* _Data listing_:
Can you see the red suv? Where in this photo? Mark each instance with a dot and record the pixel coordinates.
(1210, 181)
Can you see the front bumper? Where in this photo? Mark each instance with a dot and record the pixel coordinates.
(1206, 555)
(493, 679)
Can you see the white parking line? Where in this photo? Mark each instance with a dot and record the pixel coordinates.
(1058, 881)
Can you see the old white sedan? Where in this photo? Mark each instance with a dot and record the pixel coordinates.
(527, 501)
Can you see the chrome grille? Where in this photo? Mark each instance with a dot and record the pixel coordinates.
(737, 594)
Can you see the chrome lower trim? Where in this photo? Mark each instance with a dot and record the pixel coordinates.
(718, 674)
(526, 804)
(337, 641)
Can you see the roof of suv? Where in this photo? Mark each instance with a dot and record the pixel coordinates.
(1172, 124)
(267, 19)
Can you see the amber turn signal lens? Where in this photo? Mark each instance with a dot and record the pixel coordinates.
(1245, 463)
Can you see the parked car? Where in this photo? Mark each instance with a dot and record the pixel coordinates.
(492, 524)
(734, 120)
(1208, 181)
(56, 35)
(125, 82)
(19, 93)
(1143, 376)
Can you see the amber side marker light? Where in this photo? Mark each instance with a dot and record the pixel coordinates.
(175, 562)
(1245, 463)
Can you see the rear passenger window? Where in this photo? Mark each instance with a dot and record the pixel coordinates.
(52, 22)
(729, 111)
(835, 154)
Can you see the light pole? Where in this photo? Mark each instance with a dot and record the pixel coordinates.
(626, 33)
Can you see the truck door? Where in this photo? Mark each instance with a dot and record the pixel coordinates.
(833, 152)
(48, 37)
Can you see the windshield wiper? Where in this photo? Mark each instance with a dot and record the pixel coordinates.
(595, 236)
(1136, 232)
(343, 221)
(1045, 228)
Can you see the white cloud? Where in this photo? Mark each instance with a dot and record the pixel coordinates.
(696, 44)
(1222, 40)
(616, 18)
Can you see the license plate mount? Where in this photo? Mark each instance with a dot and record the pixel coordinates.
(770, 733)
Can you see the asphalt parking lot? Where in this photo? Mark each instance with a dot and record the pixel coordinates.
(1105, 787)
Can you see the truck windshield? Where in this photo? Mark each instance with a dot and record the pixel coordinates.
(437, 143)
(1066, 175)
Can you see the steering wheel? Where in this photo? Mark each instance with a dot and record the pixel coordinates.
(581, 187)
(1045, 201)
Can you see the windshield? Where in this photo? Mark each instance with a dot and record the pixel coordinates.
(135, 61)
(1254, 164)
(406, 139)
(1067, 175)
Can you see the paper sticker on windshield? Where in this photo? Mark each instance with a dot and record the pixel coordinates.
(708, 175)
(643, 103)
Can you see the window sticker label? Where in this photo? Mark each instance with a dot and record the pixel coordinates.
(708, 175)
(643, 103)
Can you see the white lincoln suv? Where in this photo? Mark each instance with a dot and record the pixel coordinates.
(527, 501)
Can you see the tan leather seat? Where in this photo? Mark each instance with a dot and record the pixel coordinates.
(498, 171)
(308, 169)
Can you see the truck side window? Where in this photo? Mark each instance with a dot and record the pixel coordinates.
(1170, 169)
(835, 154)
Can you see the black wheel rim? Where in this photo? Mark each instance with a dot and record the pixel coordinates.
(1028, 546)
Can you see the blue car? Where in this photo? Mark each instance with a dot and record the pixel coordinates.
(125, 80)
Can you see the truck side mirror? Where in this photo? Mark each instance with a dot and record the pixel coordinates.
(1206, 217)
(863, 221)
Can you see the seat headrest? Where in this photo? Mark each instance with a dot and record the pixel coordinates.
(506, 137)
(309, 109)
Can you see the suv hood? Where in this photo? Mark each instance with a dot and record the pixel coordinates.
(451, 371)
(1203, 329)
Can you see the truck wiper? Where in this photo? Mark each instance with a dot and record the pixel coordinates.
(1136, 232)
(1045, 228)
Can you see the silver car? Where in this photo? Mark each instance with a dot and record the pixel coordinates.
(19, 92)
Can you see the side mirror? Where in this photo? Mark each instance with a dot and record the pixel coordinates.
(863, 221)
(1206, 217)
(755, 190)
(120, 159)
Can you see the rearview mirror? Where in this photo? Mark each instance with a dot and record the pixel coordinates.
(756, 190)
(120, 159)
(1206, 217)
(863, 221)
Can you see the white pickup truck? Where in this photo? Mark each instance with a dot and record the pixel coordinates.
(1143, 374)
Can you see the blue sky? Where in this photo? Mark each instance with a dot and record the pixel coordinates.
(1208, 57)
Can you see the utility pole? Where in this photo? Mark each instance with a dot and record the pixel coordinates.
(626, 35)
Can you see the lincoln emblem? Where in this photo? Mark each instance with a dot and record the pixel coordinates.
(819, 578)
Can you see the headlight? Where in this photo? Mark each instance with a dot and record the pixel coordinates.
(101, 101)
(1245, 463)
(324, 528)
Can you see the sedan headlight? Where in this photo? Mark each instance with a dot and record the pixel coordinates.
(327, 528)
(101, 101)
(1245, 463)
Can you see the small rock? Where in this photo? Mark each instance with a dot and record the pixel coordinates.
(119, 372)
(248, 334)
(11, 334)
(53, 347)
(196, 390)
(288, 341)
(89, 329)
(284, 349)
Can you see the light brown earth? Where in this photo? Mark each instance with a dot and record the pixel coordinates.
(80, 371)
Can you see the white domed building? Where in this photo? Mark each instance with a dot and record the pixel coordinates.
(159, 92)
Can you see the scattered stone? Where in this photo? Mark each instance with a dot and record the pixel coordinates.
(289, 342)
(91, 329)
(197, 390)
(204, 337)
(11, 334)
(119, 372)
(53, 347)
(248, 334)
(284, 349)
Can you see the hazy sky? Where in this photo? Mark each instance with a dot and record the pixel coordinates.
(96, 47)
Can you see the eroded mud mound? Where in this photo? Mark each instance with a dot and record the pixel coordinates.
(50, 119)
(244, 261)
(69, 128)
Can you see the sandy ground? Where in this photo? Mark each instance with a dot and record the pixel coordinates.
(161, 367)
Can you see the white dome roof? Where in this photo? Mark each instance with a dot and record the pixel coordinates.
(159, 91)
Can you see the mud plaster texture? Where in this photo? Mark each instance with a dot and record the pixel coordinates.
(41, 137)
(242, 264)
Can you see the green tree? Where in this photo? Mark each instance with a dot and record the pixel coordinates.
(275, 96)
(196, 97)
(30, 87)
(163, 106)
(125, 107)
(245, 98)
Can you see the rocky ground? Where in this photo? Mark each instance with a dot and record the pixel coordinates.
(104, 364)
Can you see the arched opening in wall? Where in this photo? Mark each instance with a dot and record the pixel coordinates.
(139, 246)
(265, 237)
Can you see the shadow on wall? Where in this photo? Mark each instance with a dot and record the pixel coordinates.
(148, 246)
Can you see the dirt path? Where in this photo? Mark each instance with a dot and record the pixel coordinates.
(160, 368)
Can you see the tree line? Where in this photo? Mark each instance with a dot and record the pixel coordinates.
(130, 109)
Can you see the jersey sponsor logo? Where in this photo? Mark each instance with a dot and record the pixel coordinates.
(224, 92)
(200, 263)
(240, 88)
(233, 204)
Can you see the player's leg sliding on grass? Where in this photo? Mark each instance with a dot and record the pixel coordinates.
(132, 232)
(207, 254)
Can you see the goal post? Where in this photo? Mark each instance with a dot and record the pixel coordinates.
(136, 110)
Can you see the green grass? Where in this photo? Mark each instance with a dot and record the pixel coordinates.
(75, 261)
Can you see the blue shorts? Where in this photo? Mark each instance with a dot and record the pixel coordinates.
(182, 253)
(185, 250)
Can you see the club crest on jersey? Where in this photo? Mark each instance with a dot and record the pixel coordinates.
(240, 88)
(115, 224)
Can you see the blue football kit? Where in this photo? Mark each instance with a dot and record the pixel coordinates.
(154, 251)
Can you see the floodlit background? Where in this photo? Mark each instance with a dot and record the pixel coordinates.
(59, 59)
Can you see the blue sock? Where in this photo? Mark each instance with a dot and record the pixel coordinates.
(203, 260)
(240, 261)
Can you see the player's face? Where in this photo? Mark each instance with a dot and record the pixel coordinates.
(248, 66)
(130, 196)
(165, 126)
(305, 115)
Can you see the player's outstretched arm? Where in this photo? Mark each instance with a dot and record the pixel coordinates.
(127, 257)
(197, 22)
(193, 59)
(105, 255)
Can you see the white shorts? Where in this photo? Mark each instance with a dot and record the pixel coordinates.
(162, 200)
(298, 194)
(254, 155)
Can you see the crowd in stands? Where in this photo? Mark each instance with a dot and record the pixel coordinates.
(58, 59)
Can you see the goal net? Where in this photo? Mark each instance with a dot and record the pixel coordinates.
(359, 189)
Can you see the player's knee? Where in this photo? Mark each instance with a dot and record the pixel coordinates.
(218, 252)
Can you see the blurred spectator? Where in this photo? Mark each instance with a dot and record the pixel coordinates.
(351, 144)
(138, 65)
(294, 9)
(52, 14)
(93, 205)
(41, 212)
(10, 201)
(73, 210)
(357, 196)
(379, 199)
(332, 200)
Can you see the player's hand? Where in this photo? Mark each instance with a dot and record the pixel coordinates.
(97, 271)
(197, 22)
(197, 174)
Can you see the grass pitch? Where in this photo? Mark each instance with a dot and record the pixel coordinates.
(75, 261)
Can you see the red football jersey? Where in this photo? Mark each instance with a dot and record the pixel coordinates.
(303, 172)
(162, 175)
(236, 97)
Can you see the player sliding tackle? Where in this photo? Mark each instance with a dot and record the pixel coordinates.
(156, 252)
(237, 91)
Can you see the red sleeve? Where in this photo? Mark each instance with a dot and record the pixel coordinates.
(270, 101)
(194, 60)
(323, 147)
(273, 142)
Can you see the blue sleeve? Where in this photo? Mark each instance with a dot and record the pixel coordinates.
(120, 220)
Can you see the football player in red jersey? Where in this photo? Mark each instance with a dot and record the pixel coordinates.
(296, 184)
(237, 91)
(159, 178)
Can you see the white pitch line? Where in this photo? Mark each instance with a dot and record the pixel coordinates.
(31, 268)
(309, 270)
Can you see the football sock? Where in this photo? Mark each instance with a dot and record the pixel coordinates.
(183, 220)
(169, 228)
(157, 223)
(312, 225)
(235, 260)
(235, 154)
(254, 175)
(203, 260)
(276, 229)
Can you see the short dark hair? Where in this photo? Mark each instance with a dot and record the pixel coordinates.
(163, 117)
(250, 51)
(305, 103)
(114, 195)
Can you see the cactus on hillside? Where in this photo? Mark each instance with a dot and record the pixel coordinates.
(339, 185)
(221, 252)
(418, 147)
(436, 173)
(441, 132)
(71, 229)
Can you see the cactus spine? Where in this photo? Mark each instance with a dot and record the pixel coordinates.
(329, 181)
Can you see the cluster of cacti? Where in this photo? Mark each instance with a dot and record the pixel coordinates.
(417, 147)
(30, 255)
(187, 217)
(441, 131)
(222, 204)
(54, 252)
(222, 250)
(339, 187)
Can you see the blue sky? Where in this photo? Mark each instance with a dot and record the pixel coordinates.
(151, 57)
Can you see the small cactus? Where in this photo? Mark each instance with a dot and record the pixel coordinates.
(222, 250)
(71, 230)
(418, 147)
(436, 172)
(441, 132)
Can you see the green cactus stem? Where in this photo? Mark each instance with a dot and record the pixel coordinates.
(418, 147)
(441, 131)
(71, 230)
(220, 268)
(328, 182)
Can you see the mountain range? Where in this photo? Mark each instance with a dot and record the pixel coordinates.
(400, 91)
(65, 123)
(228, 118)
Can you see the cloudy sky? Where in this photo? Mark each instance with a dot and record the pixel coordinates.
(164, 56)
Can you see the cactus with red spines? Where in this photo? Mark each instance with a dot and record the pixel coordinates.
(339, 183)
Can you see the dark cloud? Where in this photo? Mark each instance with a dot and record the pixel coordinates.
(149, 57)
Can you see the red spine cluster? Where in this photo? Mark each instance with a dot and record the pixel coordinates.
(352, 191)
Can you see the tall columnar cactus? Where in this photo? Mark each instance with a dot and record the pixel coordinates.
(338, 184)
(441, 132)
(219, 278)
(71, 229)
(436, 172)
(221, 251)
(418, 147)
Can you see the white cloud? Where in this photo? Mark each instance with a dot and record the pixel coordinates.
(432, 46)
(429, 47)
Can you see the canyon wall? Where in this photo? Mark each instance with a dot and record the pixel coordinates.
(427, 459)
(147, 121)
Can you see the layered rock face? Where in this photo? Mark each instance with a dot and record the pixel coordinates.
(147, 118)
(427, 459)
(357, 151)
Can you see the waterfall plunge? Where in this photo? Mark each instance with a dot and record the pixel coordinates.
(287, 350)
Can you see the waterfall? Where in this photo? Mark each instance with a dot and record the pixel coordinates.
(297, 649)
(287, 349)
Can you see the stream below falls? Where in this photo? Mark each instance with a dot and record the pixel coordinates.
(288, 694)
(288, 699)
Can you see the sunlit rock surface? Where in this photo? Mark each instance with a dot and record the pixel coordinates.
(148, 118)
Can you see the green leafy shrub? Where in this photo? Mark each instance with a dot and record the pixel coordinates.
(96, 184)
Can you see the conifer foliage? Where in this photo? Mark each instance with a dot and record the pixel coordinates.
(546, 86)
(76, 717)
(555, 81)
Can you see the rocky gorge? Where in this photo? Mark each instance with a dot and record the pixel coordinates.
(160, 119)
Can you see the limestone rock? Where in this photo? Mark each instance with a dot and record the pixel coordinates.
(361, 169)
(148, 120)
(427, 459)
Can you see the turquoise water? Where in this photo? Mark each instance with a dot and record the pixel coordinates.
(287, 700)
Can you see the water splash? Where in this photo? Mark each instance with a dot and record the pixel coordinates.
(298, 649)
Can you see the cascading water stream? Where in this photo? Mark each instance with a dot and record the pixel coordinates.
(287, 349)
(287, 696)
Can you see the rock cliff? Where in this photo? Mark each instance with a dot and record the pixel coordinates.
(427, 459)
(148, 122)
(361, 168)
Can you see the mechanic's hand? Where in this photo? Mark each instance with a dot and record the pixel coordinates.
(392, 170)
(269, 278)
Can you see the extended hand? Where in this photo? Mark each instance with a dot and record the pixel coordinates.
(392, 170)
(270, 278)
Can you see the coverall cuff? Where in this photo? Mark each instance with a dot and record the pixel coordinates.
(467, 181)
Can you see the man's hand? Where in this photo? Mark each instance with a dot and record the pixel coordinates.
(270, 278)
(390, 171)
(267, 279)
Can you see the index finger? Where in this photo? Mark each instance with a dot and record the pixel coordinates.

* _What the task requires_: Begin with the line containing "Can you see the turquoise" and repeat each line exactly until the records above end.

* _Complete output_:
Can you see the turquoise water? Where in this photo? Mark each instance with a dot and record the pixel coordinates.
(287, 700)
Can you see the water splash? Where in this photo? Mark each instance with a dot and record the pixel coordinates.
(298, 649)
Can you see the cascading water stream? Where in this photo? Mark each instance with a dot and record the pixel coordinates.
(287, 349)
(287, 696)
Can you see the rock cliff? Where in this photo? Mark each instance with a dot and record the pixel coordinates.
(427, 459)
(148, 122)
(361, 168)
Can you see the mechanic's hand? Where in this photo? Mark each instance with a dot and record the pixel coordinates.
(392, 170)
(269, 278)
Can you see the extended hand? Where in this photo? Mark each instance with a dot and record the pixel coordinates.
(392, 170)
(270, 278)
Can you see the coverall cuff? Where in this photo? Mark each instance with a dot and record the pixel coordinates.
(467, 181)
Can you see the man's hand? Where in this photo? Mark each instance with a dot and record the pixel coordinates.
(270, 278)
(390, 171)
(267, 279)
Can you see the index finger? Where in this photo? Mark each instance with a dot and record the pixel coordinates.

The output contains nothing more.